→ **The request**:
Rewrite the rows below, replacing each occurrence of "detect" with "locate" and changing nothing else. Leave the pictures out of your output.

→ **Source material**:
******

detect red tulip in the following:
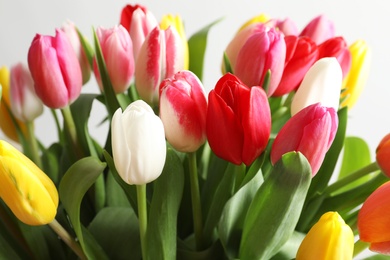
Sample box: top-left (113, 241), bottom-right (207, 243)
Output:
top-left (271, 103), bottom-right (338, 177)
top-left (206, 74), bottom-right (271, 165)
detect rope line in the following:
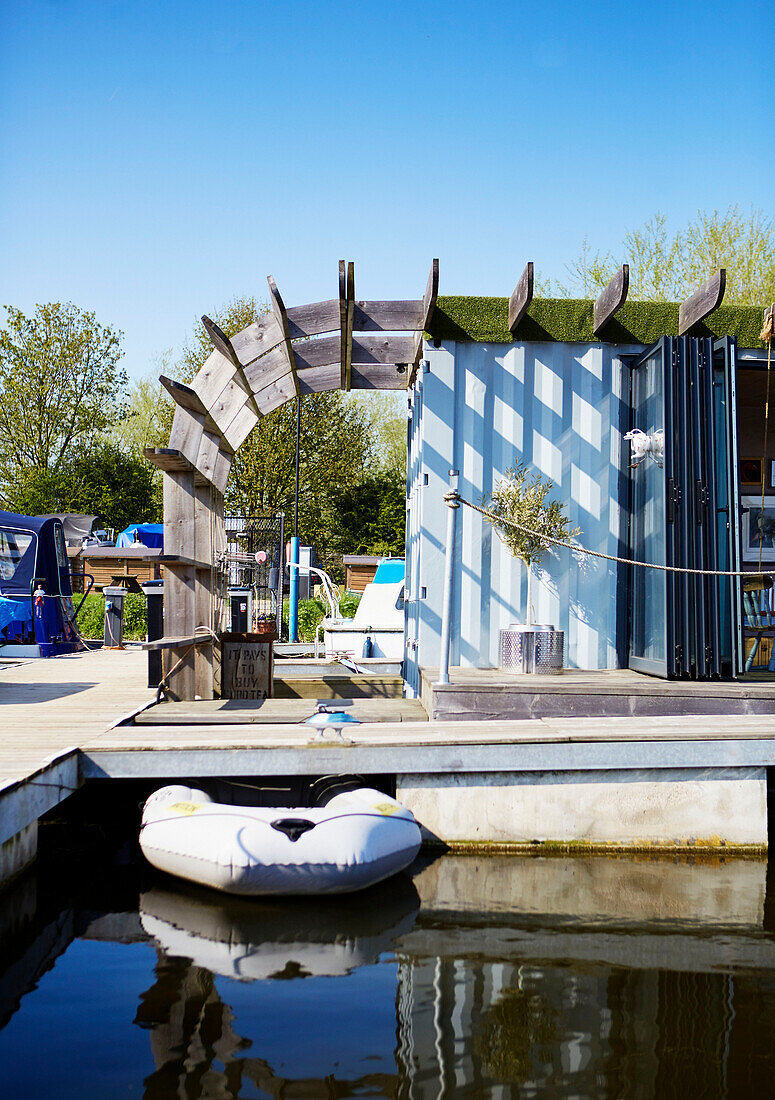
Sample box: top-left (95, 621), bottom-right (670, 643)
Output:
top-left (759, 310), bottom-right (775, 571)
top-left (452, 492), bottom-right (756, 578)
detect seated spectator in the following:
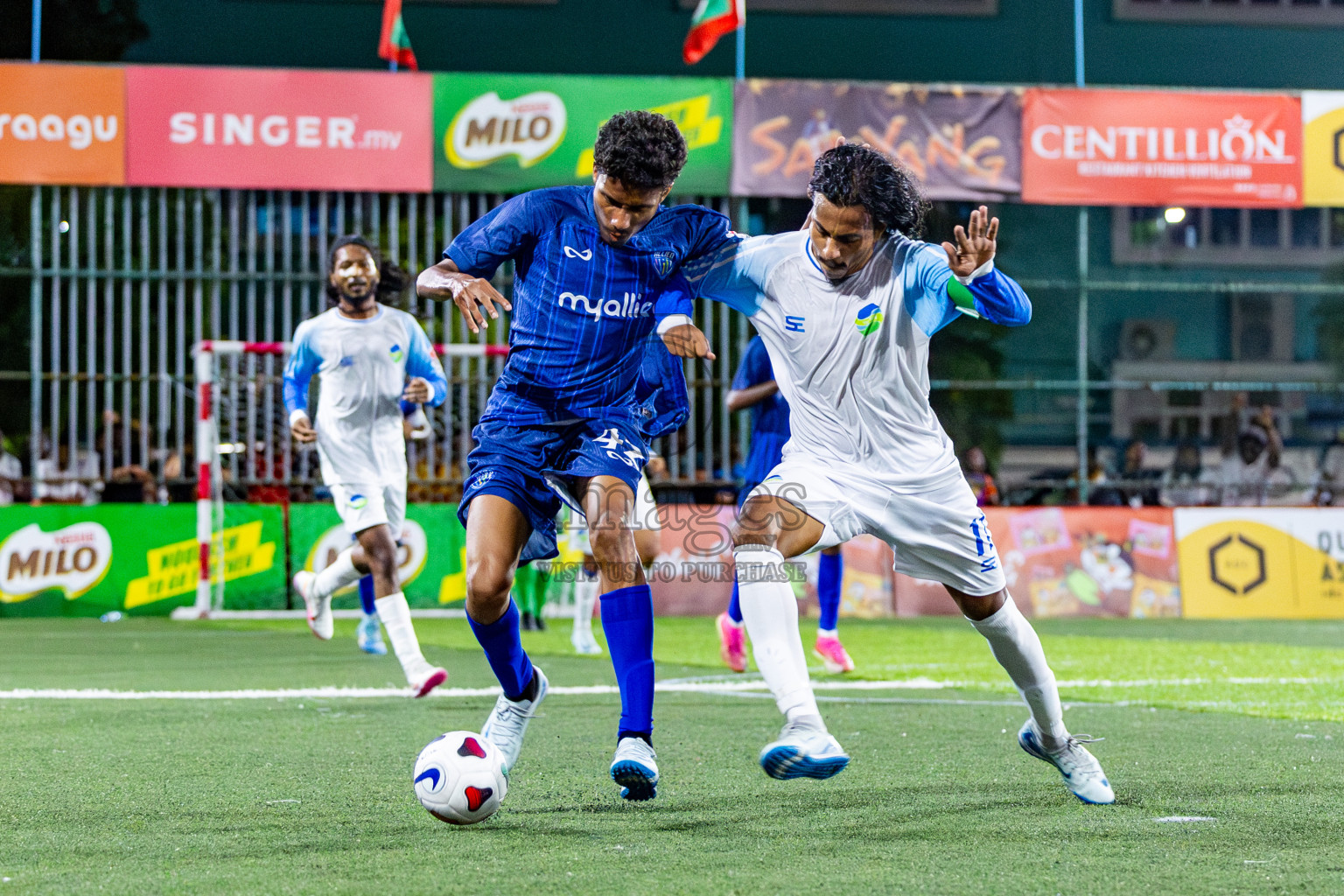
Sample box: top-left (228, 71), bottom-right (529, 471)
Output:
top-left (1158, 442), bottom-right (1218, 507)
top-left (961, 444), bottom-right (998, 507)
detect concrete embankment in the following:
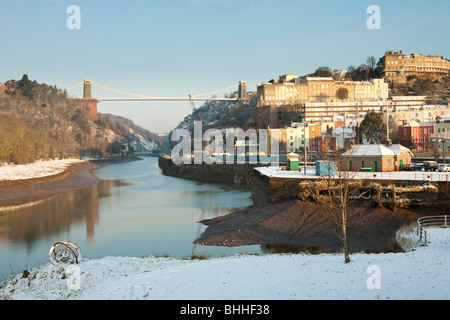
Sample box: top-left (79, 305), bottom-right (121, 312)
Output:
top-left (159, 156), bottom-right (450, 209)
top-left (159, 156), bottom-right (261, 188)
top-left (252, 166), bottom-right (450, 209)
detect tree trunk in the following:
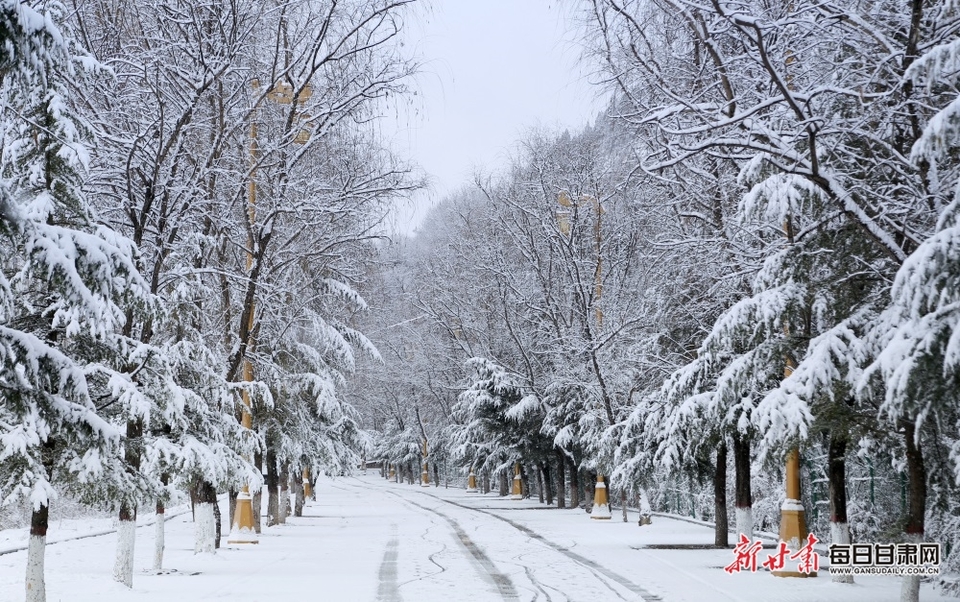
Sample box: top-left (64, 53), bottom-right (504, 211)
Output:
top-left (153, 499), bottom-right (166, 573)
top-left (250, 452), bottom-right (263, 535)
top-left (227, 489), bottom-right (240, 527)
top-left (266, 441), bottom-right (280, 527)
top-left (733, 432), bottom-right (753, 539)
top-left (290, 469), bottom-right (304, 516)
top-left (535, 463), bottom-right (545, 504)
top-left (556, 447), bottom-right (567, 508)
top-left (713, 441), bottom-right (730, 548)
top-left (567, 458), bottom-right (580, 508)
top-left (827, 433), bottom-right (853, 583)
top-left (540, 461), bottom-right (553, 506)
top-left (193, 481), bottom-right (217, 554)
top-left (113, 420), bottom-right (143, 587)
top-left (277, 462), bottom-right (290, 525)
top-left (213, 489), bottom-right (222, 550)
top-left (900, 420), bottom-right (927, 602)
top-left (583, 470), bottom-right (597, 512)
top-left (26, 504), bottom-right (50, 602)
top-left (113, 502), bottom-right (137, 587)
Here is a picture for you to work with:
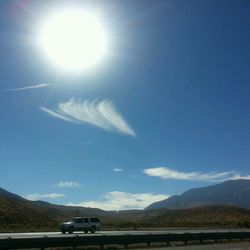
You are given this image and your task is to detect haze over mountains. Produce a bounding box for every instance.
[146,179,250,210]
[0,180,250,232]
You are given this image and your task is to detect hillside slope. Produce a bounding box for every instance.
[146,180,250,210]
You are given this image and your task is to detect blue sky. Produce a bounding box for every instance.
[0,0,250,210]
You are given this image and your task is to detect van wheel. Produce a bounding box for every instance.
[90,226,96,234]
[68,227,74,234]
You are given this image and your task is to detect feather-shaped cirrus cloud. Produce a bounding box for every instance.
[40,99,136,137]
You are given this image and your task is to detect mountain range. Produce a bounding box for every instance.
[0,180,250,232]
[146,179,250,210]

******

→ **Task solution**:
locate red tulip in the following:
Sample box: top-left (113, 241), bottom-right (207, 243)
Output:
top-left (271, 103), bottom-right (338, 177)
top-left (206, 74), bottom-right (271, 165)
locate rope line in the following:
Sample box: top-left (95, 621), bottom-right (670, 643)
Output:
top-left (759, 310), bottom-right (775, 571)
top-left (452, 492), bottom-right (756, 578)
locate seated spectator in the following:
Sample box: top-left (228, 71), bottom-right (529, 471)
Output:
top-left (1158, 442), bottom-right (1218, 507)
top-left (961, 444), bottom-right (998, 507)
locate concrete embankment in the following:
Sample box: top-left (79, 305), bottom-right (121, 312)
Output:
top-left (159, 156), bottom-right (450, 209)
top-left (159, 156), bottom-right (261, 188)
top-left (252, 166), bottom-right (450, 209)
locate tree trunk in the following:
Sample box: top-left (64, 53), bottom-right (504, 211)
Output:
top-left (153, 499), bottom-right (166, 573)
top-left (250, 452), bottom-right (263, 535)
top-left (227, 489), bottom-right (240, 527)
top-left (266, 441), bottom-right (280, 527)
top-left (733, 432), bottom-right (753, 539)
top-left (290, 469), bottom-right (304, 516)
top-left (535, 463), bottom-right (545, 504)
top-left (556, 447), bottom-right (567, 508)
top-left (713, 441), bottom-right (730, 548)
top-left (567, 458), bottom-right (580, 508)
top-left (827, 433), bottom-right (853, 583)
top-left (540, 461), bottom-right (553, 506)
top-left (193, 481), bottom-right (217, 554)
top-left (113, 420), bottom-right (143, 587)
top-left (277, 462), bottom-right (290, 525)
top-left (213, 489), bottom-right (222, 550)
top-left (900, 420), bottom-right (927, 602)
top-left (583, 470), bottom-right (597, 512)
top-left (26, 504), bottom-right (50, 602)
top-left (113, 502), bottom-right (137, 587)
Here is a picture for you to work with:
You are given this image and your task is to locate haze over mountains. Produce a bounding box for every instance.
[146,179,250,210]
[0,180,250,232]
You are given this image and your task is to locate hillside slope. Produce a bounding box for every instance.
[146,180,250,210]
You are given this image and your task is to locate blue sky. Produce a bounding box for every instance.
[0,0,250,210]
You are given this image and your task is to locate van wheel. Produce a bounding box for every instance.
[90,226,96,234]
[68,227,74,234]
You are given this image and your task is to locate feather-shaped cirrus cloud. Produce a bounding box for every instance.
[40,99,136,137]
You are given this image and your task is to locate mountain range. Produce a bounding box for every instance.
[0,180,250,232]
[146,179,250,210]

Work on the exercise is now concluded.